[EXTRACTED INFORMATION]
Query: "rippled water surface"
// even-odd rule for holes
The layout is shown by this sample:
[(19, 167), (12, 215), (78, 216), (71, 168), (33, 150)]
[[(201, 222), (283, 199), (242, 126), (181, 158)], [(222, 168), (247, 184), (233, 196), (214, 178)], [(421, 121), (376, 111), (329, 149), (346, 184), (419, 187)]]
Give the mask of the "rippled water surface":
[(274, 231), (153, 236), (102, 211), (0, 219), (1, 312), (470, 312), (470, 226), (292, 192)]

[WHAT THE TASK REQUIRES] Copy out every item above word for word, keeping each line unchanged.

[RESULT OF THIS TASK]
Query: "rippled water surface"
// even-odd rule for holes
The layout is shown by this sample:
[(19, 167), (12, 215), (78, 216), (71, 168), (33, 150)]
[[(201, 222), (283, 199), (242, 126), (181, 158)], [(222, 168), (247, 184), (233, 196), (214, 178)], [(421, 121), (376, 111), (329, 149), (346, 184), (419, 187)]]
Give the mask of the "rippled water surface":
[(274, 231), (153, 236), (102, 211), (0, 219), (1, 312), (470, 312), (470, 226), (292, 192)]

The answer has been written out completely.